• **Task description**: From the article on Kavita Channe's dinner party, reproduce word for word the passage that opens with the words containing "Channe is a" and closes with "of 2-1-1 Broward.".

• **Extract to read**:
--------------------------------------------------

Channe is a veteran at hosting “Dining for a Difference” events. About four times a year, she gathers 40-plus guests at a local restaurant for a five-course tasting with pairings while raising awareness and money for various South Florida organizations. She has partnered in different capacities with the American Heart Association, Broward Public Library Foundation, HANDY, and Miami Diaper Bank, and serves on the board of 2-1-1 Broward.
“I have been to Kavita’s wine events in restaurants,” says Garret Bushong, founder of Dips Bone Broth. “She is bubbly, loving, and commands the room with an ability to connect with anyone with her positive vibe.”
As they entered the spacious pool and patio area facing a canal leading to the Intracoastal, each guest received a goblet of Veuve Clicquot Champagne and a pink rosé biscuit sprinkled with sea salt and rose petals. Set to a soundtrack of French music and situated against a backdrop of boxwood walls, waterfalls, and
banana-leaf-motif furnishings, the scene felt like something straight out of the 1969 French film The Swimming Pool.

“Kavita is the hostess with the mostess,” marvels Julius Jones, a former NFL running back with the Dallas Cowboys, Seattle Seahawks, and New Orleans Saints. “She is generous and well-known, and her house is breathtakingly beautiful.”
Following some alfresco conversation, Channe invited everyone inside for a four-course dinner she had planned with Fort Lauderdale chef Lenore Nolan Ryan. Party attendee Bianca Boie, who designed the home’s white-and-cream interior, explained that the spare decor was a resultant combination of Channe’s love of bringing the outdoors in and her penchant for dominant geometric shapes, as well as a “spiritual mix of crystals and purple amethyst sculpture.”

--------------------------------------------------

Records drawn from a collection
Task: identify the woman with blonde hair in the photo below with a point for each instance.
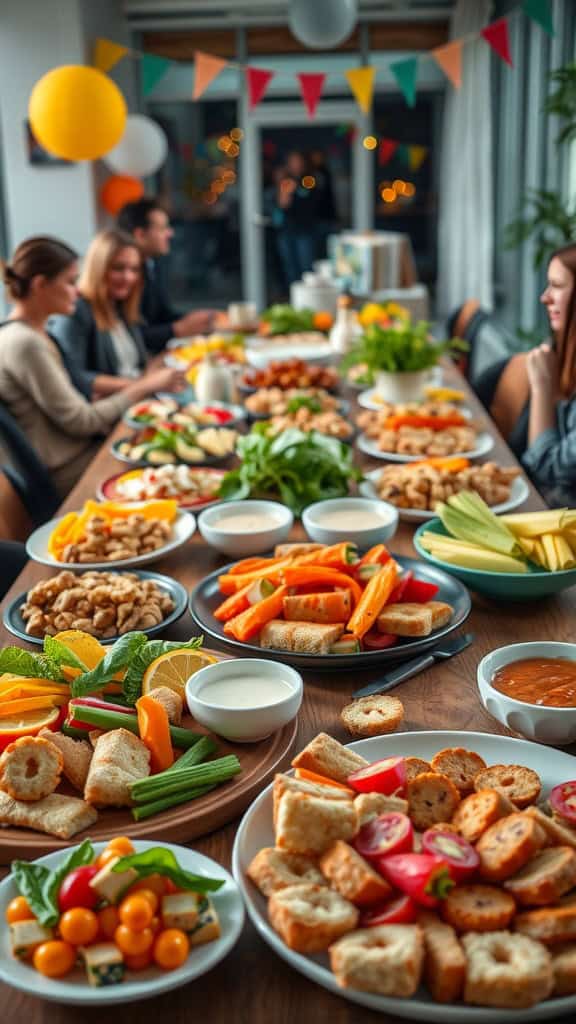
(100, 340)
(59, 423)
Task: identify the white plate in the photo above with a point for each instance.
(519, 494)
(484, 444)
(37, 545)
(256, 832)
(144, 984)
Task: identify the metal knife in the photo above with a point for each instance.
(409, 669)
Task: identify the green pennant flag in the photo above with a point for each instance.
(153, 70)
(540, 11)
(405, 73)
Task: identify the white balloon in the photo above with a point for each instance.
(141, 150)
(322, 25)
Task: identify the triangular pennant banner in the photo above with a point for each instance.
(257, 81)
(206, 69)
(386, 151)
(311, 86)
(416, 156)
(540, 11)
(449, 57)
(153, 70)
(405, 73)
(497, 36)
(107, 54)
(361, 81)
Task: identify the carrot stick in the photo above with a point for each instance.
(249, 623)
(373, 599)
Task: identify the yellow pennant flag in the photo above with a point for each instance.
(450, 59)
(107, 54)
(361, 81)
(416, 156)
(207, 68)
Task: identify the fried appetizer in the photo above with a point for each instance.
(30, 768)
(310, 918)
(386, 960)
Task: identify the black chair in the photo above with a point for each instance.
(27, 472)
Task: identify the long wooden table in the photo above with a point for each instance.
(252, 985)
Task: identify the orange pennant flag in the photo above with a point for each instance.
(450, 59)
(361, 81)
(207, 68)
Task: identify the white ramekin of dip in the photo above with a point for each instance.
(245, 699)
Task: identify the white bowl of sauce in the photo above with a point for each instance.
(245, 527)
(365, 521)
(531, 688)
(245, 699)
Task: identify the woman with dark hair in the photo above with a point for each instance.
(35, 386)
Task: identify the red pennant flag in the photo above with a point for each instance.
(386, 151)
(257, 80)
(311, 86)
(497, 36)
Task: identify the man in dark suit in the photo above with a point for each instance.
(148, 222)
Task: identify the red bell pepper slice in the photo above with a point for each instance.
(460, 855)
(385, 776)
(423, 877)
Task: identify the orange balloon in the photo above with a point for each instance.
(118, 190)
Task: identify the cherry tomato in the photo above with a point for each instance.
(18, 909)
(76, 891)
(133, 943)
(54, 958)
(79, 926)
(171, 948)
(108, 922)
(135, 912)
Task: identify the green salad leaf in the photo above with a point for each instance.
(296, 467)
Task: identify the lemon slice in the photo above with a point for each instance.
(173, 669)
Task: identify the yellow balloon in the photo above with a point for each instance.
(77, 113)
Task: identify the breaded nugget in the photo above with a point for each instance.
(30, 768)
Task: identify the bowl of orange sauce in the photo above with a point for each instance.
(531, 688)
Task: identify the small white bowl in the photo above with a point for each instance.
(367, 538)
(244, 723)
(254, 542)
(546, 725)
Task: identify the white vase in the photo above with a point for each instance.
(403, 387)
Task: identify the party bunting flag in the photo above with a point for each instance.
(386, 151)
(107, 54)
(206, 69)
(257, 81)
(540, 11)
(153, 70)
(496, 35)
(405, 73)
(361, 81)
(450, 59)
(311, 86)
(416, 156)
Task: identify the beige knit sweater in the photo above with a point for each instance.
(58, 422)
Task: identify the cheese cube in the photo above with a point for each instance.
(109, 884)
(104, 963)
(207, 927)
(26, 936)
(179, 910)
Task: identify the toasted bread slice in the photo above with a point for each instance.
(55, 815)
(406, 620)
(305, 638)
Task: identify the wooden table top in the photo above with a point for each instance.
(252, 985)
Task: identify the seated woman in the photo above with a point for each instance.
(100, 341)
(35, 386)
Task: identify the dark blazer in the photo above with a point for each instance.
(87, 350)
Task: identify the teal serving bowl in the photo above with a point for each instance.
(500, 586)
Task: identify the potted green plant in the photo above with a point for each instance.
(400, 358)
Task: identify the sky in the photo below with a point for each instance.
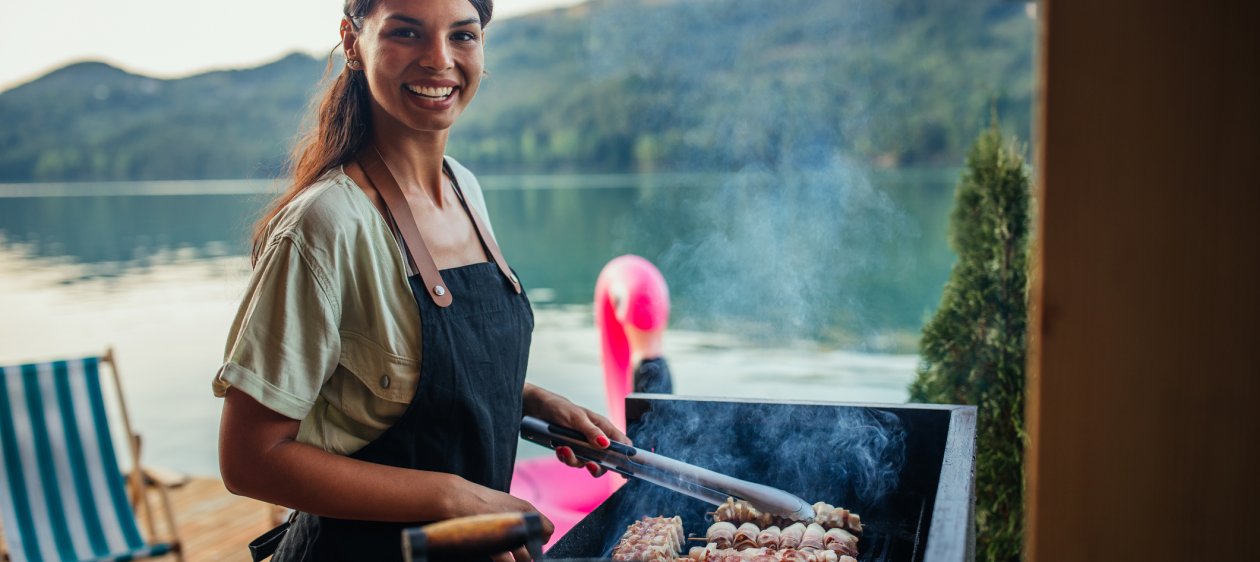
(175, 38)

--------------------------------------------------

• **Result**:
Channe is a veteran at hosting “Dining for a Difference” events. About four times a year, she gathers 40-plus guests at a local restaurant for a five-course tasting with pairings while raising awareness and money for various South Florida organizations. She has partnered in different capacities with the American Heart Association, Broward Public Library Foundation, HANDY, and Miami Diaper Bank, and serves on the board of 2-1-1 Broward.